-------- Selected passage --------

That commitment to raising educational standards and sense of urgency certainly shines through in her most recent commentary, “Please teach my daughter to read,” posted January 17, 2016, and now generating quite an online reaction. In it, Katie utilizes the case of a British teen’s amazing turnaround in reading fluency over 18 months to demonstrate that “correct methods” can work apparent wonders in making Special Education Needs (SEN) all but disappear.
She certainly spins a compelling story. As Assistant Head at Michaela Community School, in the Wembley District of London, Ashford reports that the student’s father enrolled “Georgia” in her school convinced that her academic struggles, entering secondary level, stemmed from not being able to read. Without promising miracles, she took on the project based upon her “hunch” that Georgia was “yet another victim of our profession’s ignorant mistakes” and, rather than having a “cognitive disability,” simply needed to be taught to read through proven, research-based methods.
Her “hunch” was borne out by Georgia’s experience. Eighteen months later, Ashford reported that “Georgia has received rigorous reading instruction and reads thousnds of words per day, including the classics. She is no longer on the SEN register and her reading age (level) has improved by 4 years. She still has lots of catching up to do, but she is making rapid progress.”
Ashford and her Tabla Rasa Education blog are, as expected, drawing flack from ‘diehard’ progressive educators either wedded to “whole word” approaches or simply hostile to academy schools such as Michaela with its explicit KIPP educational philosophy. Resorting to such criticisms is revealing because it attacks the institution without really confronting the evidence of success.
Hunches about the impact of early reading failure on the rising incidence of SEN coded or designated students are well-founded and supported by mounds of research findings. Since the mid-1990s reading research has tended to show that children who get off to a poor start in reading rarely catch up. The poor first-grade reader almost invariably continues to be a poor reader (Francis, Shaywitz, Stuebing, Shaywitz, & Fletcher, 1996; Torgesen & Burgess, 1998). And the consequences of a slow start in reading become monumental as they accumulate exponentially over time.
The recognized pioneer in the field is Canadian researcher, Dr. Keith Stanovich, Professor Emeritas at the Ontario Institute for Studies in Education. Thirty years ago, Stanovich pointed out in his well-known paper (1986) on the “Matthew effects” (the rich get richer and the poor get poorer) that failure to acquire early word reading skills has lasting consequences ranging from negative attitudes toward reading (Oka & Paris, 1986), to reduced opportunities for vocabulary growth (Nagy, Herman, & Anderson, 1985), to missed opportunities for development of reading comprehension strategies (Brown, Palinscar, & Purcell, 1986), to less actual practice in reading than other children receive (Allington, 1984).

--------

Task 1:
Display every line of the entries below that contains the word "sauce".

-------- Given records --------

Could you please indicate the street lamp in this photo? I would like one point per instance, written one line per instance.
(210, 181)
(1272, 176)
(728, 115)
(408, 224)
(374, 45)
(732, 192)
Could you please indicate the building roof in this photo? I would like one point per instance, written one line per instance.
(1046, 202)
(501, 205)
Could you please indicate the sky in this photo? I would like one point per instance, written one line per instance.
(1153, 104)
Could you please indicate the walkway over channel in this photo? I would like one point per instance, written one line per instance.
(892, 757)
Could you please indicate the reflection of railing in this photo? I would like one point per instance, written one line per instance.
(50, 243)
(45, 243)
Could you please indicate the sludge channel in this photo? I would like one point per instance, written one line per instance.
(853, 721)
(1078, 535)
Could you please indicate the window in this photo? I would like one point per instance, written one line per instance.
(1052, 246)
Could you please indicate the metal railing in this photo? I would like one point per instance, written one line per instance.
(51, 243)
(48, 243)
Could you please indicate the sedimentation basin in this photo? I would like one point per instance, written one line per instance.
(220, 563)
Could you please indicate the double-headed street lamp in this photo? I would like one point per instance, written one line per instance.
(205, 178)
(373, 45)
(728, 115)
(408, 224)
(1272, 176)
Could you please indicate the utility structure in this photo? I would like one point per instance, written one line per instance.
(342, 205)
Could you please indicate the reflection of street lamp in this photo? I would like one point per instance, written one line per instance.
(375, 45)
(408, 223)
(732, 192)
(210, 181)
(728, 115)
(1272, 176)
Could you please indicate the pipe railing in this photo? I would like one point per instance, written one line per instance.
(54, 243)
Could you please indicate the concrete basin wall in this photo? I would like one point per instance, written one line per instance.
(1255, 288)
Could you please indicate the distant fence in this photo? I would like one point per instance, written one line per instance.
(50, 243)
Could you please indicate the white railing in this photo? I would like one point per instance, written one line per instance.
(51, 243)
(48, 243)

--------
-------- Given records --------

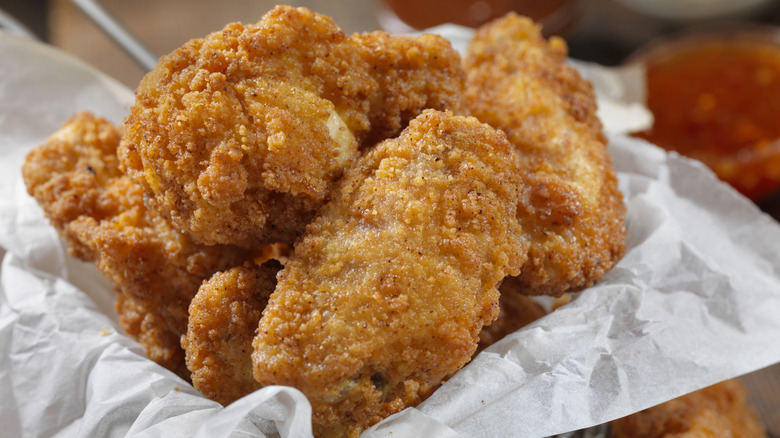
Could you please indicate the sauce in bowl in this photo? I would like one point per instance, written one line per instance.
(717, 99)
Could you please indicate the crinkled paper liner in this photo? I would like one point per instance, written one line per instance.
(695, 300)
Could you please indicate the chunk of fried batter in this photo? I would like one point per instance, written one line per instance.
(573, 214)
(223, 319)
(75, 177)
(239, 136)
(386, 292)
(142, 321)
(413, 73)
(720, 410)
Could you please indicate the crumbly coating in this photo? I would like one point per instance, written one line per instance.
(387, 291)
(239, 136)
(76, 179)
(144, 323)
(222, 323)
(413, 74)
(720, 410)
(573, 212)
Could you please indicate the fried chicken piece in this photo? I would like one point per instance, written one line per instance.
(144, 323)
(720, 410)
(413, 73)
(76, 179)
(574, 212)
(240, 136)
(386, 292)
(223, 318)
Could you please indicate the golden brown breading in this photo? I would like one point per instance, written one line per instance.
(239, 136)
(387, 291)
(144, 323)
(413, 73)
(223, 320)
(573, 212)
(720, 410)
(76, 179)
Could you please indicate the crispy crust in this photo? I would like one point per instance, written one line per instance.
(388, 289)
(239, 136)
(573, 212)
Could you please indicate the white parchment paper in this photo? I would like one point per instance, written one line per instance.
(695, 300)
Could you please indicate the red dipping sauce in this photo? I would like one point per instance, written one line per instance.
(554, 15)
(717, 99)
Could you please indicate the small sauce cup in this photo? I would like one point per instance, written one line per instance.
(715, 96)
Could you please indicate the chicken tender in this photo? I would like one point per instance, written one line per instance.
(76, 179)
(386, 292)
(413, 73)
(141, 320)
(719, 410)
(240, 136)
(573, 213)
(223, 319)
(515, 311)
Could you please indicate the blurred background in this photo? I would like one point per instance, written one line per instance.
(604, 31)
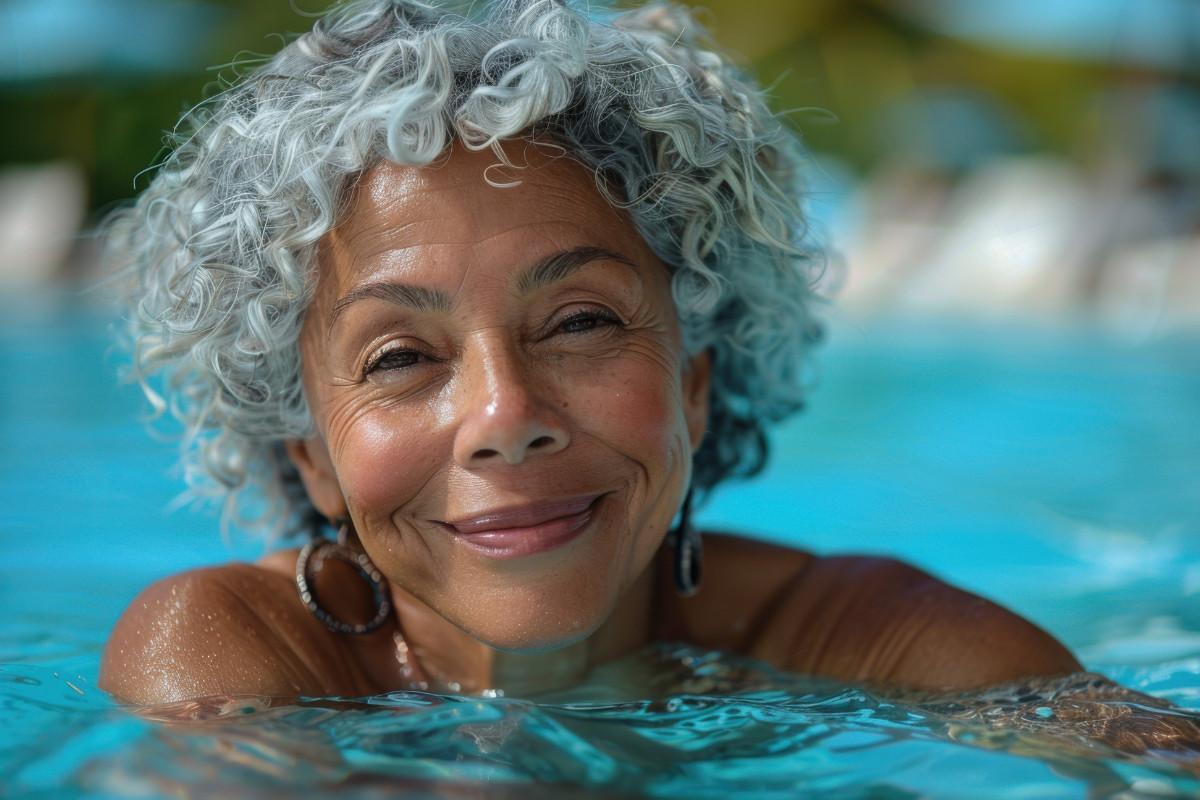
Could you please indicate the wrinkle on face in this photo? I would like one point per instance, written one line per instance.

--------
-------- Given records --------

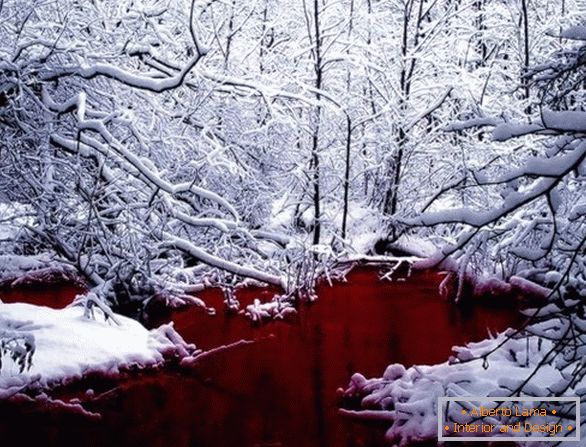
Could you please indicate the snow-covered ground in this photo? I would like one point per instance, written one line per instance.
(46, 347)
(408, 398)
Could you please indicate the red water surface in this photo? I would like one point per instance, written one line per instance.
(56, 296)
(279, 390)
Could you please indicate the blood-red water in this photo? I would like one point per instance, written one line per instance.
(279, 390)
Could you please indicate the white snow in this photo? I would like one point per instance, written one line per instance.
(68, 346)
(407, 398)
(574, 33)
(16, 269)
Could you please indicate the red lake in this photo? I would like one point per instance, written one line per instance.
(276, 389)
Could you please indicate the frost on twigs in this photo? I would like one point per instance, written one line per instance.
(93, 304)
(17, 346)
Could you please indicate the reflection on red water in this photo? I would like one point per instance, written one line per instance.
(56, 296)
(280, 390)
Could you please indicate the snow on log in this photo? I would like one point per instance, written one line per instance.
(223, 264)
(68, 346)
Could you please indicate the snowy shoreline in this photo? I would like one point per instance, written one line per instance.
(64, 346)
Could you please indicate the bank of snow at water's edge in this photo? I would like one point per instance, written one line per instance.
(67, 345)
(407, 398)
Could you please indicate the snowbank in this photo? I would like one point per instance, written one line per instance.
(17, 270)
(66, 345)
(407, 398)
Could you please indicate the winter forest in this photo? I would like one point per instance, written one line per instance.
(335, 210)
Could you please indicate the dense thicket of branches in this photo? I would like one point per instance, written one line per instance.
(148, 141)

--------

Task 2:
According to the passage on reading instruction, by how much did Georgia's reading age improve?

Written answer 1:
Could you please indicate the sauce in bowl in this photo? I would like one point per instance, written one line per instance.
Could you please indicate the red dipping sauce in this photo? I would like one point per instance, written one line per instance.
Could you please indicate the small sauce cup in this photo? I would like one point per instance, written one line per instance.

Written answer 2:
By 4 years.